(Location labeling records)

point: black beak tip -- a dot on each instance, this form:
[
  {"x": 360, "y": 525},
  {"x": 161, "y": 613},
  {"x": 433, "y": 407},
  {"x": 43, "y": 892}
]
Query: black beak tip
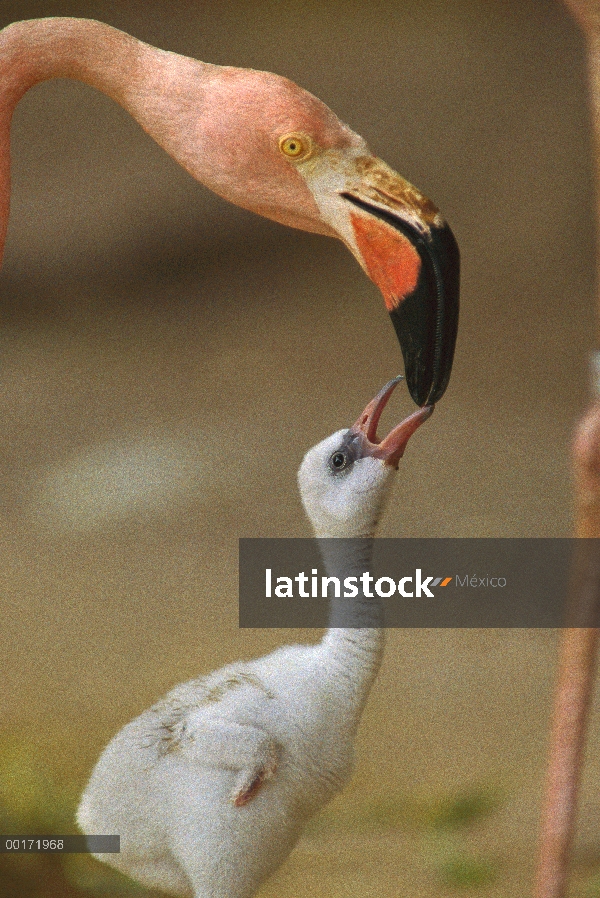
[{"x": 426, "y": 321}]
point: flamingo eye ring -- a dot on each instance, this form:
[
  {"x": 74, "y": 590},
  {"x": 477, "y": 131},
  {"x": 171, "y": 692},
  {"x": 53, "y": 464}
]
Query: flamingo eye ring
[
  {"x": 339, "y": 461},
  {"x": 296, "y": 146}
]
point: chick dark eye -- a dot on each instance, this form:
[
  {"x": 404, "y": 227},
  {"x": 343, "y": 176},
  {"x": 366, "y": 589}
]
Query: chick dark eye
[{"x": 338, "y": 461}]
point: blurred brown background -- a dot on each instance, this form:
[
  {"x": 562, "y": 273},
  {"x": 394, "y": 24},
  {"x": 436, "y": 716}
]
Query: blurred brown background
[{"x": 166, "y": 359}]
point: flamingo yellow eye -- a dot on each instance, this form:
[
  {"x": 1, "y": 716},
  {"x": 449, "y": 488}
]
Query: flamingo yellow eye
[{"x": 295, "y": 146}]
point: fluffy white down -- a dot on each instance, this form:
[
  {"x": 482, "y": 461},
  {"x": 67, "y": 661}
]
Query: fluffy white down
[{"x": 167, "y": 781}]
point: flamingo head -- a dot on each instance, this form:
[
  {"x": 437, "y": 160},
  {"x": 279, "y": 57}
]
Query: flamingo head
[
  {"x": 272, "y": 147},
  {"x": 345, "y": 480}
]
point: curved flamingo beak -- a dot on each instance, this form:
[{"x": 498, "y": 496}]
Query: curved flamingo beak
[
  {"x": 391, "y": 448},
  {"x": 408, "y": 250}
]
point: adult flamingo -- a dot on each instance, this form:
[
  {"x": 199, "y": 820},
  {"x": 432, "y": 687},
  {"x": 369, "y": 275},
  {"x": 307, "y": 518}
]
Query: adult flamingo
[
  {"x": 264, "y": 143},
  {"x": 210, "y": 788}
]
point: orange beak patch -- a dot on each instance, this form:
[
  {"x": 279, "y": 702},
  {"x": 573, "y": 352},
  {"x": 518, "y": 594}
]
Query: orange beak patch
[{"x": 390, "y": 259}]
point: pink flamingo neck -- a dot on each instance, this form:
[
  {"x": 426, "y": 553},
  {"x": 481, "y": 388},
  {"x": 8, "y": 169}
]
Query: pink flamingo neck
[{"x": 153, "y": 85}]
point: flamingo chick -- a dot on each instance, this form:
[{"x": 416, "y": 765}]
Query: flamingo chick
[
  {"x": 264, "y": 143},
  {"x": 211, "y": 787}
]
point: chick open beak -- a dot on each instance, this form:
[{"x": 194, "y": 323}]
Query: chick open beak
[
  {"x": 410, "y": 253},
  {"x": 391, "y": 448}
]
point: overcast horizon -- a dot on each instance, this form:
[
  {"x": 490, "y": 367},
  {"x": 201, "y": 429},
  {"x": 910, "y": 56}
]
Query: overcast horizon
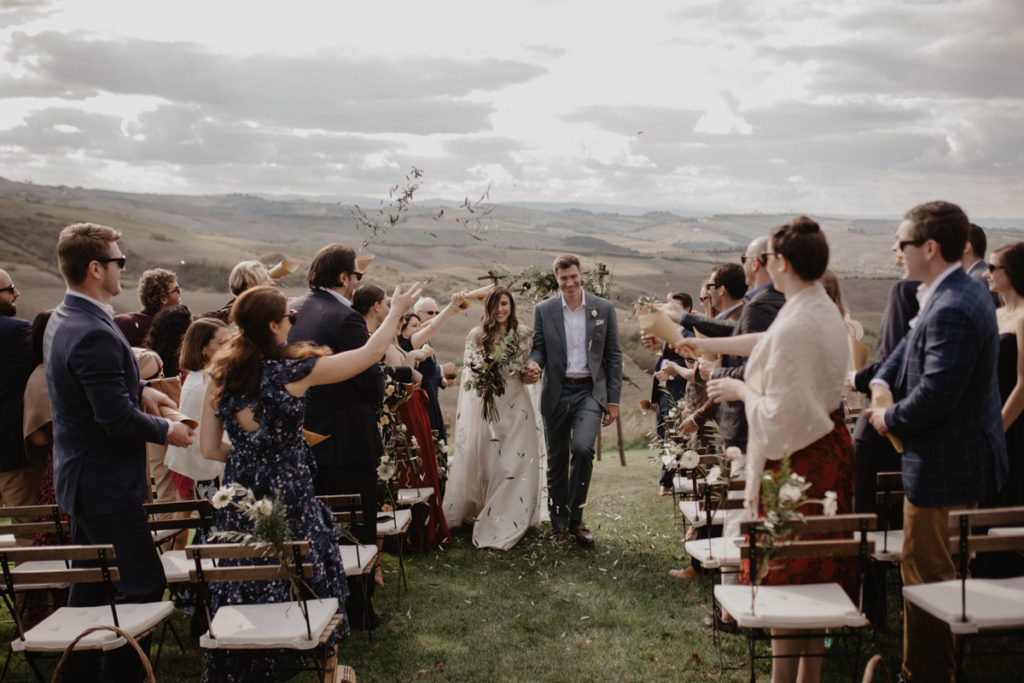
[{"x": 853, "y": 109}]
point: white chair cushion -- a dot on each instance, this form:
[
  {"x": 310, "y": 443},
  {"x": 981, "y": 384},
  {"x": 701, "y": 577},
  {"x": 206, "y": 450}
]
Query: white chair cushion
[
  {"x": 808, "y": 606},
  {"x": 414, "y": 496},
  {"x": 698, "y": 517},
  {"x": 357, "y": 559},
  {"x": 268, "y": 626},
  {"x": 176, "y": 565},
  {"x": 991, "y": 603},
  {"x": 40, "y": 565},
  {"x": 55, "y": 632},
  {"x": 397, "y": 522},
  {"x": 888, "y": 547},
  {"x": 714, "y": 553}
]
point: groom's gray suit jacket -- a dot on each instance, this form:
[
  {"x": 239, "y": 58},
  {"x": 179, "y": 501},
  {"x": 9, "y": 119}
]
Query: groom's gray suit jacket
[{"x": 603, "y": 352}]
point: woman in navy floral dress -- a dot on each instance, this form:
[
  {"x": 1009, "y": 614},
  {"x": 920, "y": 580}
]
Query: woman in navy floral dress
[{"x": 257, "y": 393}]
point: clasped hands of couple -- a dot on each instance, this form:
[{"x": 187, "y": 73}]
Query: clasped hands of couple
[{"x": 531, "y": 375}]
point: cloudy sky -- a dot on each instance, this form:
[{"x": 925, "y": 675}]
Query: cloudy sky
[{"x": 859, "y": 107}]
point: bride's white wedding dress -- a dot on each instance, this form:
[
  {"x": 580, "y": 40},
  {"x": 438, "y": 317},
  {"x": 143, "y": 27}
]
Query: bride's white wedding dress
[{"x": 497, "y": 471}]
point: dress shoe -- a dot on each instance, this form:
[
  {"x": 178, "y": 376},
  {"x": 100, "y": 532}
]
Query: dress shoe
[
  {"x": 582, "y": 534},
  {"x": 685, "y": 572}
]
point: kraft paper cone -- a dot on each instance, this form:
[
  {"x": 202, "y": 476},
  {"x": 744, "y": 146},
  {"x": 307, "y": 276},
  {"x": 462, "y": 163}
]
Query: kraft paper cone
[
  {"x": 707, "y": 355},
  {"x": 174, "y": 416},
  {"x": 312, "y": 438},
  {"x": 286, "y": 267},
  {"x": 363, "y": 262},
  {"x": 480, "y": 293},
  {"x": 858, "y": 353},
  {"x": 658, "y": 324},
  {"x": 884, "y": 402}
]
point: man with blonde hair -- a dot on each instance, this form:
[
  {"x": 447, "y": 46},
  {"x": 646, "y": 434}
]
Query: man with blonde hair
[{"x": 100, "y": 431}]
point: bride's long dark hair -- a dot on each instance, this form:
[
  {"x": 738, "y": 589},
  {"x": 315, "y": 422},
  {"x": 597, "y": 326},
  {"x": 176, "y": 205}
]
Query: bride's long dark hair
[
  {"x": 492, "y": 328},
  {"x": 236, "y": 368}
]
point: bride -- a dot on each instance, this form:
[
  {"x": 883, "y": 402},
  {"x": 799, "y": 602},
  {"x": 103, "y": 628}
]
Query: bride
[{"x": 497, "y": 468}]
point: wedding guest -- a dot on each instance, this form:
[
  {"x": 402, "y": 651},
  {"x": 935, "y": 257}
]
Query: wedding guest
[
  {"x": 158, "y": 289},
  {"x": 943, "y": 395},
  {"x": 256, "y": 393},
  {"x": 430, "y": 323},
  {"x": 429, "y": 528},
  {"x": 497, "y": 464},
  {"x": 197, "y": 477},
  {"x": 344, "y": 412},
  {"x": 576, "y": 344},
  {"x": 1005, "y": 275},
  {"x": 792, "y": 389},
  {"x": 165, "y": 336},
  {"x": 38, "y": 430},
  {"x": 18, "y": 478},
  {"x": 244, "y": 275},
  {"x": 99, "y": 433}
]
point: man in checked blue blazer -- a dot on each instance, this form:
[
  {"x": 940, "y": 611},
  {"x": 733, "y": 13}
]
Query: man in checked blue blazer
[
  {"x": 576, "y": 344},
  {"x": 947, "y": 413}
]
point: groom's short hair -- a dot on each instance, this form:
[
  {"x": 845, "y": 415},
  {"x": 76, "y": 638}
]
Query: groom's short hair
[{"x": 566, "y": 261}]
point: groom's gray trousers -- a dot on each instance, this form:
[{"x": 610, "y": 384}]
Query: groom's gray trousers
[{"x": 570, "y": 432}]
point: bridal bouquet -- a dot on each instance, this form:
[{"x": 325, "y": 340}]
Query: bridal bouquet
[{"x": 489, "y": 372}]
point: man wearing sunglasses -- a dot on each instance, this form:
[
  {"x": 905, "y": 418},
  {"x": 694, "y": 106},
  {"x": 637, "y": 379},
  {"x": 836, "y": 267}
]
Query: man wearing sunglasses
[
  {"x": 941, "y": 387},
  {"x": 346, "y": 412},
  {"x": 18, "y": 481},
  {"x": 100, "y": 431}
]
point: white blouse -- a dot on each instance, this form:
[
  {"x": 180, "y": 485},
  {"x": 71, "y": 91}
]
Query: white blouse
[
  {"x": 795, "y": 378},
  {"x": 188, "y": 460}
]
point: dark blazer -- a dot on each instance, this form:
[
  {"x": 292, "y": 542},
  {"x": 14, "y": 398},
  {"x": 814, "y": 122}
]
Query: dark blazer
[
  {"x": 604, "y": 356},
  {"x": 947, "y": 410},
  {"x": 345, "y": 412},
  {"x": 15, "y": 366},
  {"x": 99, "y": 429}
]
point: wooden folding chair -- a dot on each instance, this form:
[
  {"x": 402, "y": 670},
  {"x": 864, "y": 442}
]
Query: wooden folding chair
[
  {"x": 54, "y": 634},
  {"x": 977, "y": 607},
  {"x": 817, "y": 609},
  {"x": 303, "y": 626}
]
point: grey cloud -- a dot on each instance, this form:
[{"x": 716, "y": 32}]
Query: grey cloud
[
  {"x": 330, "y": 91},
  {"x": 664, "y": 123}
]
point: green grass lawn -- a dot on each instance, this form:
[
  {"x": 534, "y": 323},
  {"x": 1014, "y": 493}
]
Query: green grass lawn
[{"x": 554, "y": 612}]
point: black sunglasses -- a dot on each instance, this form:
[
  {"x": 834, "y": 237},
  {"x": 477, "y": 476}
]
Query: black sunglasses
[
  {"x": 120, "y": 260},
  {"x": 903, "y": 244}
]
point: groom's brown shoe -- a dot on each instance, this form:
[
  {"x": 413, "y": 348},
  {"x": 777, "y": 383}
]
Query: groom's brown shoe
[{"x": 582, "y": 534}]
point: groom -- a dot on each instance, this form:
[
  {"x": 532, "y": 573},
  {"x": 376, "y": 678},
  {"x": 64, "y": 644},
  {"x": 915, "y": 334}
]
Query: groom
[{"x": 576, "y": 341}]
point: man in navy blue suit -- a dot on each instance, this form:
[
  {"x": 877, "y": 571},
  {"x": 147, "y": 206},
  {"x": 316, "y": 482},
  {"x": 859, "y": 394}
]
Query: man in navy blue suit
[
  {"x": 100, "y": 430},
  {"x": 947, "y": 413}
]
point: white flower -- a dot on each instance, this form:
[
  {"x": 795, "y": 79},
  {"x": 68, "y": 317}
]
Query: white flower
[
  {"x": 788, "y": 493},
  {"x": 689, "y": 460},
  {"x": 830, "y": 504},
  {"x": 223, "y": 496}
]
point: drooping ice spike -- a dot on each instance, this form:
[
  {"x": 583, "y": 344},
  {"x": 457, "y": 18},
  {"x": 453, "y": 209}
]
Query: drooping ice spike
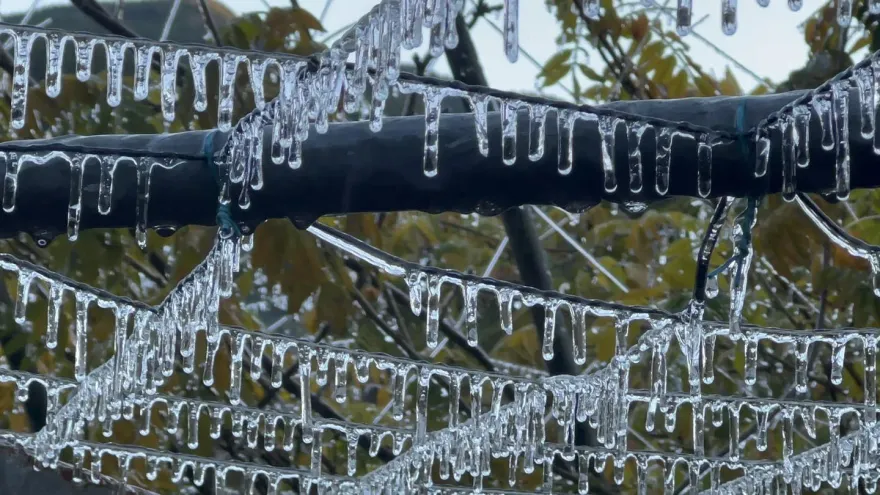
[
  {"x": 607, "y": 130},
  {"x": 634, "y": 140},
  {"x": 801, "y": 114},
  {"x": 21, "y": 76},
  {"x": 822, "y": 106},
  {"x": 762, "y": 149},
  {"x": 864, "y": 78},
  {"x": 508, "y": 130},
  {"x": 844, "y": 12},
  {"x": 739, "y": 270},
  {"x": 25, "y": 277},
  {"x": 704, "y": 165},
  {"x": 789, "y": 159},
  {"x": 537, "y": 131},
  {"x": 664, "y": 139},
  {"x": 54, "y": 57},
  {"x": 10, "y": 180},
  {"x": 840, "y": 107},
  {"x": 684, "y": 12},
  {"x": 83, "y": 300},
  {"x": 728, "y": 16},
  {"x": 565, "y": 120},
  {"x": 480, "y": 105},
  {"x": 511, "y": 29}
]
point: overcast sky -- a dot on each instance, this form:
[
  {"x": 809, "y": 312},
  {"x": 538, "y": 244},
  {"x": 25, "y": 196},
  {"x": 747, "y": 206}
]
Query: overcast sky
[{"x": 768, "y": 41}]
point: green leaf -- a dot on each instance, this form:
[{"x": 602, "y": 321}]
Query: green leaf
[{"x": 556, "y": 67}]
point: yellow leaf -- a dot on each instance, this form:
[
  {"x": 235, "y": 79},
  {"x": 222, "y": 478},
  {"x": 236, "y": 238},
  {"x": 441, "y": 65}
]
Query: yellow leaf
[{"x": 556, "y": 67}]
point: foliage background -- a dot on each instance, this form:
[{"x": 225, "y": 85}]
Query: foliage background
[{"x": 294, "y": 286}]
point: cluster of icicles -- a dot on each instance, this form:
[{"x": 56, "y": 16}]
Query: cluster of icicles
[
  {"x": 684, "y": 12},
  {"x": 164, "y": 337},
  {"x": 308, "y": 96}
]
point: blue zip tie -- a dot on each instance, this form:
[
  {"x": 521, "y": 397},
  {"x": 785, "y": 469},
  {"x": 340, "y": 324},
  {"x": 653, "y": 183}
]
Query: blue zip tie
[
  {"x": 224, "y": 213},
  {"x": 748, "y": 216}
]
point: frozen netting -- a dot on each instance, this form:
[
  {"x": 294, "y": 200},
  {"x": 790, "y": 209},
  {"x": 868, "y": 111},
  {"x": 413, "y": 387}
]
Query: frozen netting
[
  {"x": 527, "y": 418},
  {"x": 507, "y": 412}
]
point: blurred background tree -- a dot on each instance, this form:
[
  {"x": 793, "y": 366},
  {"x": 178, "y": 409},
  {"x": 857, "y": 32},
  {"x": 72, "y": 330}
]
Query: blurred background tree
[{"x": 292, "y": 285}]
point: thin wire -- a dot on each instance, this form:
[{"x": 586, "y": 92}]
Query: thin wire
[
  {"x": 471, "y": 90},
  {"x": 523, "y": 50},
  {"x": 575, "y": 244},
  {"x": 35, "y": 146}
]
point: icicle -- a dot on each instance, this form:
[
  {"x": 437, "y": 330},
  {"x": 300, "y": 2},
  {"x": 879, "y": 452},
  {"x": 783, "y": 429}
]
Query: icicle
[
  {"x": 433, "y": 100},
  {"x": 801, "y": 371},
  {"x": 54, "y": 57},
  {"x": 435, "y": 283},
  {"x": 634, "y": 139},
  {"x": 537, "y": 131},
  {"x": 708, "y": 359},
  {"x": 840, "y": 104},
  {"x": 704, "y": 165},
  {"x": 340, "y": 392},
  {"x": 481, "y": 121},
  {"x": 508, "y": 129},
  {"x": 144, "y": 170},
  {"x": 712, "y": 287},
  {"x": 115, "y": 62},
  {"x": 683, "y": 17},
  {"x": 762, "y": 150},
  {"x": 579, "y": 335},
  {"x": 438, "y": 30},
  {"x": 822, "y": 107},
  {"x": 664, "y": 157},
  {"x": 80, "y": 349},
  {"x": 789, "y": 167},
  {"x": 869, "y": 344},
  {"x": 565, "y": 120},
  {"x": 85, "y": 50},
  {"x": 511, "y": 29},
  {"x": 398, "y": 391},
  {"x": 25, "y": 277},
  {"x": 56, "y": 298},
  {"x": 802, "y": 135},
  {"x": 10, "y": 180},
  {"x": 734, "y": 410},
  {"x": 168, "y": 78},
  {"x": 74, "y": 207},
  {"x": 549, "y": 331},
  {"x": 122, "y": 314},
  {"x": 304, "y": 355},
  {"x": 865, "y": 82},
  {"x": 751, "y": 351},
  {"x": 21, "y": 77},
  {"x": 228, "y": 69},
  {"x": 471, "y": 291},
  {"x": 838, "y": 355},
  {"x": 105, "y": 184},
  {"x": 607, "y": 128},
  {"x": 844, "y": 12},
  {"x": 728, "y": 16},
  {"x": 505, "y": 308}
]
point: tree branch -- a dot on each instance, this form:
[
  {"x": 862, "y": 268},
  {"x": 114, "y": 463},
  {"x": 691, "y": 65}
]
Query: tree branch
[{"x": 352, "y": 169}]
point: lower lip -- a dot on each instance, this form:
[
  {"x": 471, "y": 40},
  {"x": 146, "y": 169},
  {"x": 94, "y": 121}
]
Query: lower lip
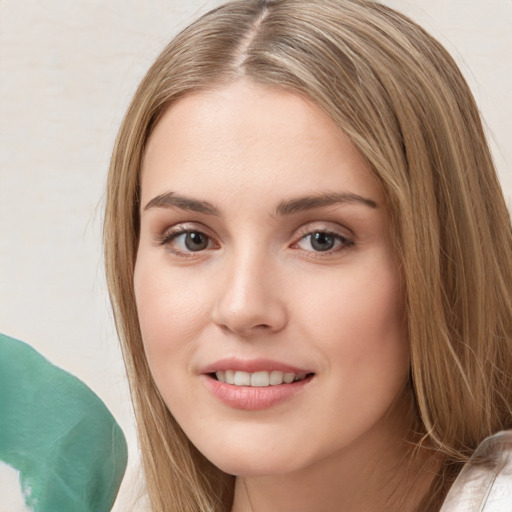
[{"x": 251, "y": 398}]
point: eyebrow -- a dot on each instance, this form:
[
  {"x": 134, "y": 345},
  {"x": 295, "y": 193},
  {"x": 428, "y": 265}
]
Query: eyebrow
[
  {"x": 170, "y": 200},
  {"x": 320, "y": 200},
  {"x": 173, "y": 200}
]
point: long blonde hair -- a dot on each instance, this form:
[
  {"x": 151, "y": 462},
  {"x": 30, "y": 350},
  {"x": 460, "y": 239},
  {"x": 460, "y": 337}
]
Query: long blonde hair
[{"x": 402, "y": 101}]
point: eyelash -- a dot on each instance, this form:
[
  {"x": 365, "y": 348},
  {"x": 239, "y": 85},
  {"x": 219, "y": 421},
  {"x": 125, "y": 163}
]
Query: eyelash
[{"x": 172, "y": 234}]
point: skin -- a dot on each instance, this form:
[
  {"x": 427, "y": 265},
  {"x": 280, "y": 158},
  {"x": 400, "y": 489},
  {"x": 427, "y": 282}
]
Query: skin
[{"x": 260, "y": 289}]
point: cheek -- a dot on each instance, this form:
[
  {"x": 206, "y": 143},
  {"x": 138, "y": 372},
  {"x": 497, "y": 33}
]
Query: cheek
[{"x": 169, "y": 313}]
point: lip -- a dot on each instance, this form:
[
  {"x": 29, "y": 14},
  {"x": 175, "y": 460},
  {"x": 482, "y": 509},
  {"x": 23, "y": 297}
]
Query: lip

PROMPT: Print exactly the lines from the one with "point: eyebrow -- a" through the end of the data, inclusive.

TASK SOLUTION:
point: eyebrow -- a dot on each instance, this form:
[
  {"x": 134, "y": 345},
  {"x": 295, "y": 193},
  {"x": 428, "y": 265}
]
Query: eyebrow
[
  {"x": 170, "y": 200},
  {"x": 320, "y": 200},
  {"x": 173, "y": 200}
]
point: long blonde hair -- a dot on each instance, this form:
[
  {"x": 151, "y": 462},
  {"x": 30, "y": 350},
  {"x": 460, "y": 239},
  {"x": 460, "y": 337}
]
Query: long blonde hair
[{"x": 402, "y": 101}]
point: eyelash -- a dot on each instance, this form:
[
  {"x": 365, "y": 348},
  {"x": 239, "y": 85},
  {"x": 219, "y": 421},
  {"x": 125, "y": 163}
]
Query: eyelash
[{"x": 172, "y": 234}]
point: skin -- a dot on each instance, this form:
[
  {"x": 427, "y": 265},
  {"x": 280, "y": 158},
  {"x": 400, "y": 489},
  {"x": 427, "y": 282}
]
Query: skin
[{"x": 260, "y": 289}]
point: cheek -- a dot on each instance, this form:
[
  {"x": 206, "y": 143},
  {"x": 138, "y": 372},
  {"x": 497, "y": 33}
]
Query: cheek
[{"x": 169, "y": 313}]
point: lip -- a dot on each instance, this form:
[
  {"x": 29, "y": 14},
  {"x": 175, "y": 460},
  {"x": 482, "y": 509},
  {"x": 23, "y": 297}
]
Query: lip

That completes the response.